- **TEXT**:
################

California’s oil and gas regulators did not have a fun summer. In July, in response to a report by the Desert Sun on the findings of two watchdog groups that officials at California’s Division of Oil, Gas, and Geothermal Resources (DOGGR) had personal investments in a dozen of the world’s top petroleum companies, Governor Newsom promptly fired DOGGR Supervisor Ken Harris. Then, right after the firing, the public learned that nearly 800,000 gallons of crude oil mixed with water had been leaking from the Cymric oil field in Kern County since June. And a few weeks after that, the Desert Sun struck again with another investigative report claiming that DOGGR staff have been creating “dummy” approval files that to avoid regulatory review of steam flooding operations, the type of dirty and risky oil production process that resulted in the Cymric spill (DOGGR points out that what actually happened was a glitchy systems transition rather than anything nefarious).
Governor Newsom clearly has a big, sticky, gooey mess on his hands – and not just the kind that can be cleaned up with pumps and backhoes. Despite DOGGR’s measurably improved regulatory performance in recent years, the system is clearly still in need of improvement. And beyond the regulatory missteps, the Governor is hearing increasingly vocal encouragement – from NRDC and many others – to complement his predecessor’s groundbreaking energy demand reduction measures with policies to reduce California’s production of oil and gas.
But it’s not as easy as turning off a spigot. As of last year, California was the 7th largest producer of oil among U.S. states – down from its previous rank of 3rd in 2016 (due to production growth in other states and slowing production in California’s aging oil fields) but still a fossil fuel behemoth. The industry is a sizeable employer – and inhabits the economic and cultural heart of some Kern County communities, even as their neighborhoods of color suffer the serious health threats associated with proximity to drilling. During his visit to the McKittrick Elementary School in the wake of the Cymric spill, the Governor noted that historical pictures of oil derricks lined the school’s hallways.
Early signs, however, are that the Governor is off to a good start in transitioning California away from its oily past. As the Governor rightly recognized with his swift actions, conflicts of interest cannot be tolerated. The Governor also came out swinging against the Trump Administration’s plan to open California public lands up to fracking.

################

- **SUPPLIED DATA**:
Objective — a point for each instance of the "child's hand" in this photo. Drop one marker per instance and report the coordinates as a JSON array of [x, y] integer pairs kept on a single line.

################

- **TASK INSTRUCTIONS**:
- a) According to the text on California's oil regulators, how much crude oil mixed with water had leaked from the Cymric oil field in Kern County?
- b) Reproduce word for word the part of the text on California's oil regulators that opens with the words containing "But it’s not" and closes with "the school’s hallways.".

- **RESULTS OF THE EXERCISE**:
- a) Nearly 800,000 gallons.

- b)
But it’s not as easy as turning off a spigot. As of last year, California was the 7th largest producer of oil among U.S. states – down from its previous rank of 3rd in 2016 (due to production growth in other states and slowing production in California’s aging oil fields) but still a fossil fuel behemoth. The industry is a sizeable employer – and inhabits the economic and cultural heart of some Kern County communities, even as their neighborhoods of color suffer the serious health threats associated with proximity to drilling. During his visit to the McKittrick Elementary School in the wake of the Cymric spill, the Governor noted that historical pictures of oil derricks lined the school’s hallways.